-- Begin EXERCISE MATERIAL --
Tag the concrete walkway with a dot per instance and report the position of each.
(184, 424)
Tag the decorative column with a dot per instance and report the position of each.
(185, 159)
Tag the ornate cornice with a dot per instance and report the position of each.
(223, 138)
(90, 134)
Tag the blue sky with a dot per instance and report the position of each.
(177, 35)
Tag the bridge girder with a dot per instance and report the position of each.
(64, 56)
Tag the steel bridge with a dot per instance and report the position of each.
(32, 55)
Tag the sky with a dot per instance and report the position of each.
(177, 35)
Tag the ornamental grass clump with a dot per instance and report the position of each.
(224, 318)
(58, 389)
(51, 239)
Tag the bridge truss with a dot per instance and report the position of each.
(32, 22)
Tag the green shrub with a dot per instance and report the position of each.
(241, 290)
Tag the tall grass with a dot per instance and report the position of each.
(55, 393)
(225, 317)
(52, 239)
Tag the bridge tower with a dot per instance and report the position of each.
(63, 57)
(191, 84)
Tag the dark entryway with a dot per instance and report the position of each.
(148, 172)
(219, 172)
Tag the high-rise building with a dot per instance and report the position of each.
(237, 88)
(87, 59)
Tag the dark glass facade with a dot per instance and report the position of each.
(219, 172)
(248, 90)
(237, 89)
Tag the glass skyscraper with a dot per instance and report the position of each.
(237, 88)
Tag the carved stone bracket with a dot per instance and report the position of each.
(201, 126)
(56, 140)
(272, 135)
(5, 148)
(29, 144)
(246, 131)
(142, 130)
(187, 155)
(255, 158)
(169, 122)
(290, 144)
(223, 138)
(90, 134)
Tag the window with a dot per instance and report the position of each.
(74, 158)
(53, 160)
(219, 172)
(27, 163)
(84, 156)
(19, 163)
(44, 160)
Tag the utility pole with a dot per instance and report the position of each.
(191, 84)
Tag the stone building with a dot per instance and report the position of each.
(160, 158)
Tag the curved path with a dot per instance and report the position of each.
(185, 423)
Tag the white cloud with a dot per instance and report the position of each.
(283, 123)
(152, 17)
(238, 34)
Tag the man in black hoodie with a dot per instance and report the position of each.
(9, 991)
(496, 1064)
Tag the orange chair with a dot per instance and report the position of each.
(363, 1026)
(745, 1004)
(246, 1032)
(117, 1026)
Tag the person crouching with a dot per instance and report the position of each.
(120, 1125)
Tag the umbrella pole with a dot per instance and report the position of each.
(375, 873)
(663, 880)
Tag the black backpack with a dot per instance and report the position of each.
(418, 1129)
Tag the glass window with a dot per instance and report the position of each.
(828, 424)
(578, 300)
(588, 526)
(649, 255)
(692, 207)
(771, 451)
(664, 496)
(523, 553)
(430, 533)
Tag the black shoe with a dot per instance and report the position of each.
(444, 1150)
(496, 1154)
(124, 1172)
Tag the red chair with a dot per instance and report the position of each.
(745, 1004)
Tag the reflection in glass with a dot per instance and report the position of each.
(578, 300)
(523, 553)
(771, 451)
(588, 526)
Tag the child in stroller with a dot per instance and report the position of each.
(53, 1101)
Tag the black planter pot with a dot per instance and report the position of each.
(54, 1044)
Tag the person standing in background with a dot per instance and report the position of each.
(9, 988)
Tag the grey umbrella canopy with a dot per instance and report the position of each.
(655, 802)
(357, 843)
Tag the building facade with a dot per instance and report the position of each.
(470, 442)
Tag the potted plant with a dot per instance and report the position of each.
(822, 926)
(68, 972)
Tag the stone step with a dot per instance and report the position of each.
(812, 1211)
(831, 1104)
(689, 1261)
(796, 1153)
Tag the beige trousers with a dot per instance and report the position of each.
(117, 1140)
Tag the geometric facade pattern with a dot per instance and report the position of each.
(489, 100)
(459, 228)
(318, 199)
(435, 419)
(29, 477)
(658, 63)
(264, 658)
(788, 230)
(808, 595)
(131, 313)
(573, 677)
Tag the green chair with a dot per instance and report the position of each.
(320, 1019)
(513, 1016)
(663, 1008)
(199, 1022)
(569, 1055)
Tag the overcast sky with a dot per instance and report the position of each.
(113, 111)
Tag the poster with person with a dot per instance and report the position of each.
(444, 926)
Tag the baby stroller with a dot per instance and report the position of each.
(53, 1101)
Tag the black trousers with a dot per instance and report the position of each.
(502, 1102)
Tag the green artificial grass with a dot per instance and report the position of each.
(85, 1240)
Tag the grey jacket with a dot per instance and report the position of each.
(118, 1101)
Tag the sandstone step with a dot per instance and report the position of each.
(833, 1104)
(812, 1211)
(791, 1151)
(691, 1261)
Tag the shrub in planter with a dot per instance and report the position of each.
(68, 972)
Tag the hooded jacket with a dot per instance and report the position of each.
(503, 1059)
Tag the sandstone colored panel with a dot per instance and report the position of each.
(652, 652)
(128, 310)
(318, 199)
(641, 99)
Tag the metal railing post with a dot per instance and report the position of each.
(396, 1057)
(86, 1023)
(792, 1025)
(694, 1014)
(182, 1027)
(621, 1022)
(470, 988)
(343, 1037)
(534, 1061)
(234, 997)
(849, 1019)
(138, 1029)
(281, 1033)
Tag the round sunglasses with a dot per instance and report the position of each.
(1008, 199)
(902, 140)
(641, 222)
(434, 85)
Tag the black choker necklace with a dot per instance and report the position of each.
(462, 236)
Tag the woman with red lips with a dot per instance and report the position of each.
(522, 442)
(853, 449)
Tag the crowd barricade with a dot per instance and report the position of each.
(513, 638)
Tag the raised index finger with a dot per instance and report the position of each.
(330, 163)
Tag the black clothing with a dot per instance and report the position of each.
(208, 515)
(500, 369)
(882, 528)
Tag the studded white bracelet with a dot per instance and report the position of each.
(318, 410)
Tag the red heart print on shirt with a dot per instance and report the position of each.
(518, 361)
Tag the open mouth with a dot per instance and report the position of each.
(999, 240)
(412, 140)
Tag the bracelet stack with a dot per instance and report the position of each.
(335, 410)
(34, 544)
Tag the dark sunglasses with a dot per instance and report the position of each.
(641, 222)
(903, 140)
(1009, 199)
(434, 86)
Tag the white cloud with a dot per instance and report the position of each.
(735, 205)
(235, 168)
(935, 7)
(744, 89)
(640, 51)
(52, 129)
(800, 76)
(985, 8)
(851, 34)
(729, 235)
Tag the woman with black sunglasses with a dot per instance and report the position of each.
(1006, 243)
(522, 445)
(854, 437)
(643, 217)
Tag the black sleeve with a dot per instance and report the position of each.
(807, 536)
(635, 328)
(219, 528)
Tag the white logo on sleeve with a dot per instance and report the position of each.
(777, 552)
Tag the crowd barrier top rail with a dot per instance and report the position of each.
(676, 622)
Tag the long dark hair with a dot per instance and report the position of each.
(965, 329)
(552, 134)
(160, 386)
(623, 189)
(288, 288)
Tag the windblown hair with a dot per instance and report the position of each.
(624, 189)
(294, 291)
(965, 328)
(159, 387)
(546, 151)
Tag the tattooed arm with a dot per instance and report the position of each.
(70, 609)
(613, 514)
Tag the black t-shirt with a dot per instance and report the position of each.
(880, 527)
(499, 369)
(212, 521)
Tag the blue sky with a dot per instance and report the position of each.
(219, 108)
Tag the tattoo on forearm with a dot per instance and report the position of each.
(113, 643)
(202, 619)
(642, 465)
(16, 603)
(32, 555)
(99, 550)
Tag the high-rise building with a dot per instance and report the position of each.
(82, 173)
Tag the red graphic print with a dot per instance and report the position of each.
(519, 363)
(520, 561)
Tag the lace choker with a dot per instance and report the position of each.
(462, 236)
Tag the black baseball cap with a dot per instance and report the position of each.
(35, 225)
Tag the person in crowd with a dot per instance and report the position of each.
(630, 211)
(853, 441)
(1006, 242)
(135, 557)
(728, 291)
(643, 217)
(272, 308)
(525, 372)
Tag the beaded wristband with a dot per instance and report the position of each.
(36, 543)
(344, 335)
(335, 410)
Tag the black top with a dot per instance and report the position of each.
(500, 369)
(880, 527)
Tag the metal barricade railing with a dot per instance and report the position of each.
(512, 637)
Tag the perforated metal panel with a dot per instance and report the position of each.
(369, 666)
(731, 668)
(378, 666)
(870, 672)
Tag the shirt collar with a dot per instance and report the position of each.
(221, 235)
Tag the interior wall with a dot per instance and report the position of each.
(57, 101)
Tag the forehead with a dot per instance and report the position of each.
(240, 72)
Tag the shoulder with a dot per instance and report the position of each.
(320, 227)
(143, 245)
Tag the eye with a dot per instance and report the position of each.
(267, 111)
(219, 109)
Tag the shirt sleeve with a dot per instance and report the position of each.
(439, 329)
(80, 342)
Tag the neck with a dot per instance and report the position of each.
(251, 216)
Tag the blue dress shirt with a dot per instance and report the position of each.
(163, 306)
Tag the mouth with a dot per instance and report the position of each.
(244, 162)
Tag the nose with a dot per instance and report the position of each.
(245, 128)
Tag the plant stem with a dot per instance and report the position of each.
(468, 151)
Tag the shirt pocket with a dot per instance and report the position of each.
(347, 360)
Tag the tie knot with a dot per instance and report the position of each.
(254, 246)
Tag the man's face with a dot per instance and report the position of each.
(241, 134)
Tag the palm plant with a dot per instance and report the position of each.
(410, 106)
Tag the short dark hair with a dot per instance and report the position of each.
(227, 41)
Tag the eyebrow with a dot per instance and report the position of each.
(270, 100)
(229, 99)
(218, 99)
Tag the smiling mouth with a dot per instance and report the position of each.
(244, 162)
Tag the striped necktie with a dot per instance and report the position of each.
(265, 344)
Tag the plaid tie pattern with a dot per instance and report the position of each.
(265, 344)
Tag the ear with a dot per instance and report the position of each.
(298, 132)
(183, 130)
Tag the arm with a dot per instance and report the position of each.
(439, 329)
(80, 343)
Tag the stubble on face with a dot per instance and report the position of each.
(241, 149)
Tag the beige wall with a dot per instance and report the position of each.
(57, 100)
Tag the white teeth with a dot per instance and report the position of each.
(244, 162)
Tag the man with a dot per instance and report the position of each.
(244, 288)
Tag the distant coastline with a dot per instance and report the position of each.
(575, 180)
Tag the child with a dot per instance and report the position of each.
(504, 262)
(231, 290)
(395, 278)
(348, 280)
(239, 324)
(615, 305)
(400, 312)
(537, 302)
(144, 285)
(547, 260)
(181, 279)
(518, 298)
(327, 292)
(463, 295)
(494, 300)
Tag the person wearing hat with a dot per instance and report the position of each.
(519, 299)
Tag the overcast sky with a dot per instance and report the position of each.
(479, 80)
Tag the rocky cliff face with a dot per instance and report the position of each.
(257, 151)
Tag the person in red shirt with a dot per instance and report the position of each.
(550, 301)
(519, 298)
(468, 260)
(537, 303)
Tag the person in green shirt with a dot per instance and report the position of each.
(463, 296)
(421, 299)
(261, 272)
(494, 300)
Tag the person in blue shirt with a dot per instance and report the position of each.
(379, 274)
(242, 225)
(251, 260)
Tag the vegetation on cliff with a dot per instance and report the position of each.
-- End EXERCISE MATERIAL --
_WORK TO BE COMPLETED:_ Repeat, with no changes, each line from the one with "Tag the rocky" to the end of the listing, including both ends and nothing else.

_THE SOLUTION:_
Tag the rocky cliff face with a dot per instance and report the position of each.
(257, 151)
Tag the person in red shirt with a dot per instance and report the position of each.
(550, 301)
(519, 298)
(468, 260)
(537, 303)
Tag the person in green shirt with a dot per instance and report the position of each.
(463, 296)
(421, 299)
(261, 272)
(494, 300)
Tag the person in blue shirt with a dot per instance and report the position of each.
(379, 274)
(242, 225)
(251, 260)
Tag the vegetation on cliff with a dot per instance and report the position of each.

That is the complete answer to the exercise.